> Given problem: Copy every line of the items below verbatim, omitting the pictures.

> Data items:
++++++++++
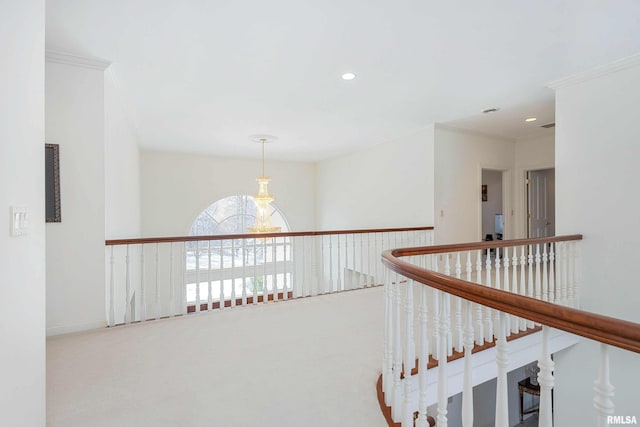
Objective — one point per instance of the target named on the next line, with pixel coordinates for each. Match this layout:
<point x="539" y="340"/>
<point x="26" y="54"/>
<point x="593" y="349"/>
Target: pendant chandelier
<point x="263" y="199"/>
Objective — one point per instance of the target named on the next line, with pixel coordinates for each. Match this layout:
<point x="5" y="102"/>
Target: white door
<point x="541" y="204"/>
++++++++++
> Full response:
Objective — one point per instance of the target named on the next line, with pixel coordinates for each. Match this layout:
<point x="539" y="340"/>
<point x="26" y="54"/>
<point x="593" y="349"/>
Target: pendant chandelier
<point x="263" y="199"/>
Objective — one point per instance of the target named on the next line, with pixel coordinates for each. Match this layout:
<point x="5" y="102"/>
Target: white door
<point x="541" y="204"/>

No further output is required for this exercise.